(Images for object localization)
════════════════

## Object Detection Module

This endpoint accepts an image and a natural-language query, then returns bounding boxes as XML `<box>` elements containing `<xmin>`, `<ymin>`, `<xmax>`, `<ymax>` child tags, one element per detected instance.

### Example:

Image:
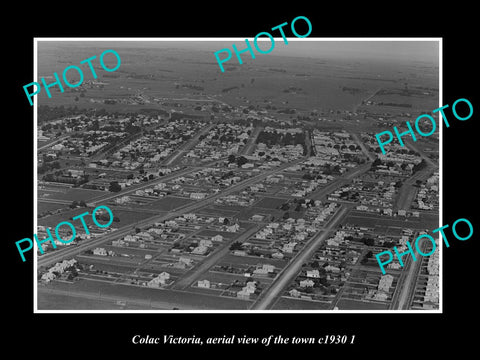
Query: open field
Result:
<box><xmin>336</xmin><ymin>298</ymin><xmax>389</xmax><ymax>310</ymax></box>
<box><xmin>272</xmin><ymin>297</ymin><xmax>332</xmax><ymax>310</ymax></box>
<box><xmin>144</xmin><ymin>196</ymin><xmax>195</xmax><ymax>211</ymax></box>
<box><xmin>342</xmin><ymin>211</ymin><xmax>438</xmax><ymax>230</ymax></box>
<box><xmin>38</xmin><ymin>279</ymin><xmax>252</xmax><ymax>310</ymax></box>
<box><xmin>38</xmin><ymin>186</ymin><xmax>105</xmax><ymax>202</ymax></box>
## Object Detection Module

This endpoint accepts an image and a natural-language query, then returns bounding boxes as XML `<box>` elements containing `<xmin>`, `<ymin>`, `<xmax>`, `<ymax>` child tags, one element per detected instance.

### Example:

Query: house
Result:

════════════════

▶ **TASK BRIEF**:
Set down exactly the lines running from the beginning of the entries above to the line that contains "Query: open field", including both, and leave out pictures.

▶ **RESULT FOR THIS EXERCISE**:
## Object Detection Module

This endpoint accepts an image and a natural-language query, then returns bounding boxes as XML `<box>` elements containing `<xmin>`, `<ymin>`, `<xmax>`, `<ymax>` child tags, one element per detected instance.

### Example:

Image:
Query: open field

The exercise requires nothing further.